=== Section Start ===

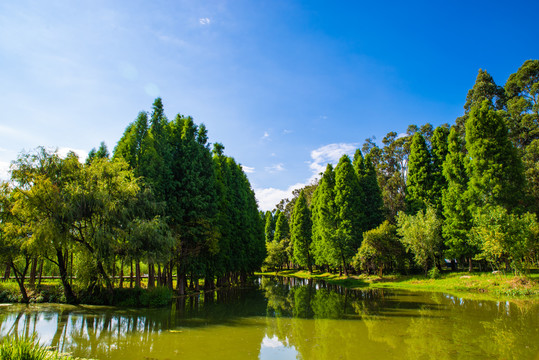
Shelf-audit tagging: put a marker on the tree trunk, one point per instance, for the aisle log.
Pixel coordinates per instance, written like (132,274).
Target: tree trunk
(33,271)
(131,274)
(40,272)
(7,272)
(151,278)
(121,284)
(68,291)
(137,275)
(180,281)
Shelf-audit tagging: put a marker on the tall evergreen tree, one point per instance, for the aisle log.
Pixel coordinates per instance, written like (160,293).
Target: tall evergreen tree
(439,151)
(457,221)
(282,229)
(418,181)
(301,232)
(324,220)
(496,175)
(349,214)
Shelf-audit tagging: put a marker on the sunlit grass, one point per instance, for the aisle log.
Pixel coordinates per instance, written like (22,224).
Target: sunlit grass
(470,285)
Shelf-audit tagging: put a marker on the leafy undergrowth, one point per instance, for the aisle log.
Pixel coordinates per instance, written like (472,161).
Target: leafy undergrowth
(489,286)
(28,348)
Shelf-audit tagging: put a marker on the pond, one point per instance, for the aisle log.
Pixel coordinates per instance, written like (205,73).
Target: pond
(280,318)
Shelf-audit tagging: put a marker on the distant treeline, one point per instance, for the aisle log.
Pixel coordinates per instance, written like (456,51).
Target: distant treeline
(164,201)
(467,193)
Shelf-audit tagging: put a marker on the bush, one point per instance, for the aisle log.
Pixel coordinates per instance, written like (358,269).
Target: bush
(434,273)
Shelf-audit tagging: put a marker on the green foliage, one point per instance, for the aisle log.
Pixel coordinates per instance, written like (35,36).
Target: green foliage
(439,150)
(301,232)
(496,174)
(456,201)
(506,239)
(380,249)
(324,220)
(418,181)
(27,348)
(349,214)
(421,234)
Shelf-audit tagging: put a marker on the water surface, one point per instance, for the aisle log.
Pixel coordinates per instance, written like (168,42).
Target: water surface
(279,318)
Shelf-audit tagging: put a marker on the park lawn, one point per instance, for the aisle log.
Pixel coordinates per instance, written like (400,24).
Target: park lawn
(473,285)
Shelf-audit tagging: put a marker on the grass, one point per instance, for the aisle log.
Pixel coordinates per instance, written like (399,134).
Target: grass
(28,348)
(489,286)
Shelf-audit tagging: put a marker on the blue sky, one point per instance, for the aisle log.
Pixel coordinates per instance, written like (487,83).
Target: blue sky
(286,86)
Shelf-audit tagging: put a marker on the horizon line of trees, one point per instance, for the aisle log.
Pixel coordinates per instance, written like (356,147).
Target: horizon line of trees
(467,193)
(164,200)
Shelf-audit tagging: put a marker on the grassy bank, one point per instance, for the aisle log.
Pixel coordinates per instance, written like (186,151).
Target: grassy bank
(464,284)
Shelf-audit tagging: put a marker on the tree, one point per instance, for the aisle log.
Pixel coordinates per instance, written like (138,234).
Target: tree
(301,232)
(456,200)
(496,174)
(420,234)
(371,196)
(522,90)
(380,249)
(506,239)
(484,89)
(349,215)
(324,220)
(439,150)
(418,181)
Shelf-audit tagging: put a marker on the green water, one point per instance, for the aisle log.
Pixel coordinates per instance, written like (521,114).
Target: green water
(289,319)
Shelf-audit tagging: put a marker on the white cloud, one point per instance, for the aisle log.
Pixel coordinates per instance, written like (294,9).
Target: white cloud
(275,168)
(248,169)
(329,154)
(4,170)
(82,154)
(269,197)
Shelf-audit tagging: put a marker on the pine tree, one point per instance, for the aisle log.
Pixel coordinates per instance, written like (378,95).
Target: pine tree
(349,214)
(457,221)
(418,181)
(324,220)
(496,174)
(301,232)
(439,153)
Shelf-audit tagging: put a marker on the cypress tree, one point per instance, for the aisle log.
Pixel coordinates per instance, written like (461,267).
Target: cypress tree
(457,218)
(439,153)
(324,220)
(301,232)
(349,214)
(418,181)
(496,174)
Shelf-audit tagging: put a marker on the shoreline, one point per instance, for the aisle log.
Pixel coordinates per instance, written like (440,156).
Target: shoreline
(475,285)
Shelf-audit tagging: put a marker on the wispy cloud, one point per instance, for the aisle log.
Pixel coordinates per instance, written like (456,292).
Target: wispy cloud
(269,197)
(248,169)
(275,168)
(329,154)
(82,154)
(320,157)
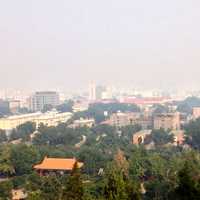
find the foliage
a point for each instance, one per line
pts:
(193, 133)
(5, 190)
(97, 110)
(3, 136)
(65, 107)
(188, 104)
(23, 131)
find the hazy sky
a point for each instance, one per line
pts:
(67, 43)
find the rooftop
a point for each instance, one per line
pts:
(58, 164)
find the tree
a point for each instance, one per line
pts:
(23, 131)
(193, 133)
(74, 188)
(115, 187)
(160, 137)
(6, 166)
(5, 190)
(65, 107)
(3, 137)
(51, 188)
(23, 158)
(189, 185)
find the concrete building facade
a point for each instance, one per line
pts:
(40, 99)
(167, 121)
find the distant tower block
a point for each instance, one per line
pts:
(92, 92)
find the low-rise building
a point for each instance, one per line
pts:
(48, 119)
(179, 137)
(56, 165)
(79, 107)
(83, 123)
(14, 105)
(196, 112)
(167, 121)
(19, 194)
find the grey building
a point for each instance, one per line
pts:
(41, 99)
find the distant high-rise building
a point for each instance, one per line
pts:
(196, 112)
(92, 92)
(167, 121)
(100, 90)
(40, 99)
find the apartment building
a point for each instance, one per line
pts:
(40, 99)
(167, 121)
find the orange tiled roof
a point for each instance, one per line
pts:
(57, 164)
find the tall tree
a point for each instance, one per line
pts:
(115, 187)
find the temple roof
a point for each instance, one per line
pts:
(58, 164)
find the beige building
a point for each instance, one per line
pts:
(49, 119)
(196, 112)
(167, 121)
(14, 105)
(83, 123)
(123, 119)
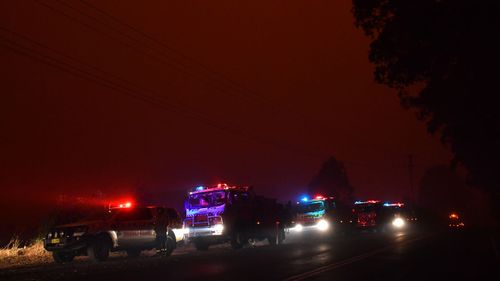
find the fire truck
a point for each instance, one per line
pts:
(125, 227)
(321, 214)
(379, 216)
(223, 213)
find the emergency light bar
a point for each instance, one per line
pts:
(124, 205)
(219, 186)
(367, 202)
(386, 204)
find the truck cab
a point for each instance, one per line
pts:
(378, 216)
(224, 213)
(314, 214)
(124, 228)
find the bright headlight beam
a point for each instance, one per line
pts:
(398, 222)
(298, 227)
(322, 225)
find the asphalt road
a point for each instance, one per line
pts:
(416, 255)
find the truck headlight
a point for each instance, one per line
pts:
(322, 225)
(398, 222)
(298, 227)
(219, 228)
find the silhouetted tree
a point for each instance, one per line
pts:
(332, 180)
(442, 191)
(443, 57)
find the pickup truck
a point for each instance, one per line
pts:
(128, 228)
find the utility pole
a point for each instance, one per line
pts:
(411, 165)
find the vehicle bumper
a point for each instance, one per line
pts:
(65, 245)
(209, 231)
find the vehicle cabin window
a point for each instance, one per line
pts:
(240, 197)
(134, 214)
(172, 213)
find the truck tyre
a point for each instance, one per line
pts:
(133, 253)
(201, 245)
(98, 250)
(169, 246)
(63, 257)
(279, 239)
(238, 240)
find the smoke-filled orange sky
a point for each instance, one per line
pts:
(250, 92)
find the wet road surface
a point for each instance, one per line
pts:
(429, 255)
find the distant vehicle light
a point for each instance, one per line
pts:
(298, 227)
(322, 225)
(398, 204)
(219, 228)
(367, 202)
(398, 222)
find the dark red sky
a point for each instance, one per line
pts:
(304, 60)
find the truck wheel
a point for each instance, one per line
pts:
(62, 257)
(201, 245)
(133, 253)
(238, 240)
(99, 249)
(169, 247)
(273, 239)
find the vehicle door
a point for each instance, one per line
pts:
(129, 223)
(152, 224)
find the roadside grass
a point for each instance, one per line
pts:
(13, 255)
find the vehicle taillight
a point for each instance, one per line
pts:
(215, 220)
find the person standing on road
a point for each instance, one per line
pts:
(161, 231)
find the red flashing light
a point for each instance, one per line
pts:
(124, 205)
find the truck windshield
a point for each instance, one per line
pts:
(311, 207)
(207, 199)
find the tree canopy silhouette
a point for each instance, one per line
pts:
(332, 180)
(443, 57)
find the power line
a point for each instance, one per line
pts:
(103, 81)
(162, 44)
(161, 59)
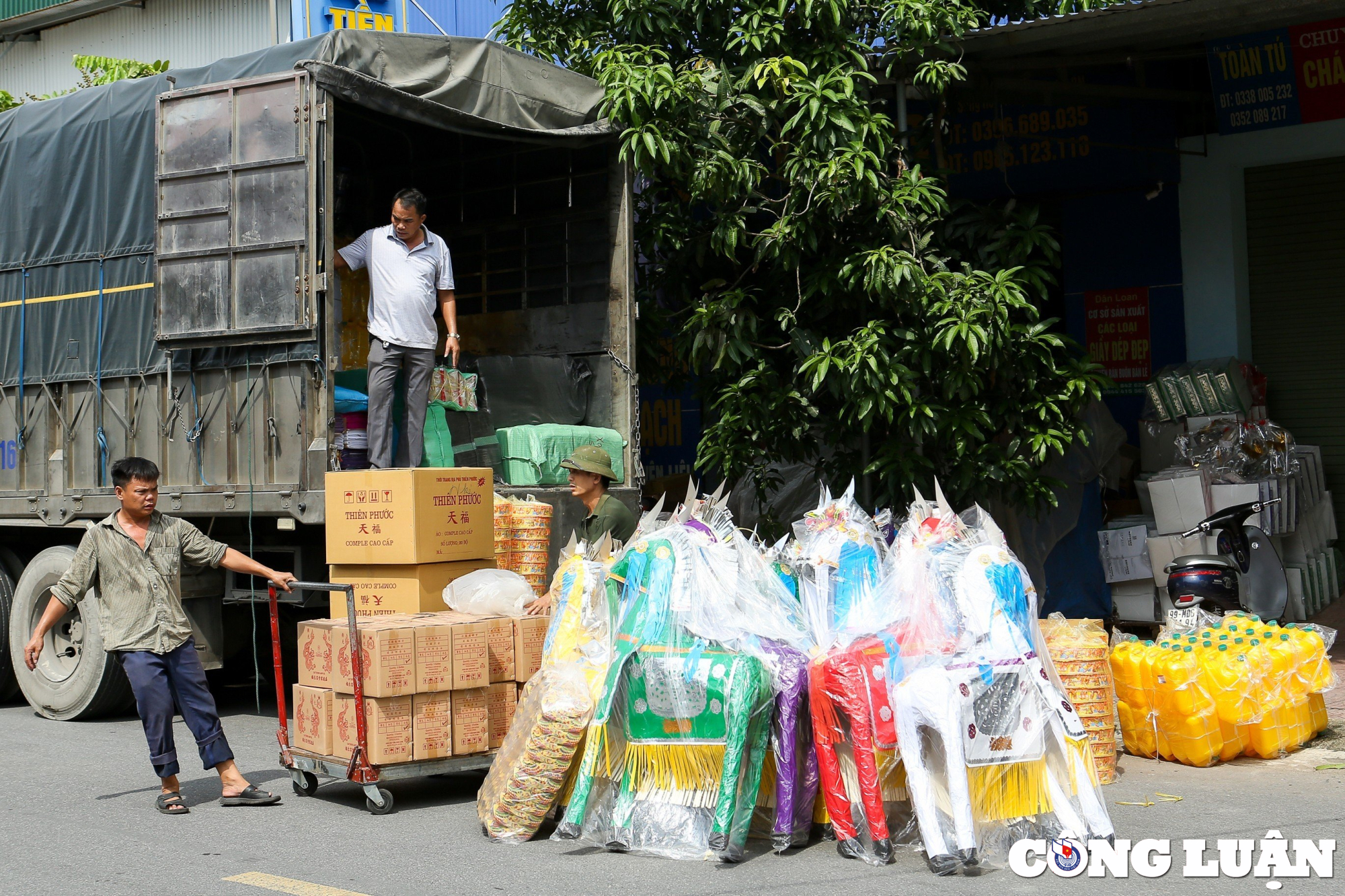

=== Section End ===

Number of lines above with the word "building": state it alone.

6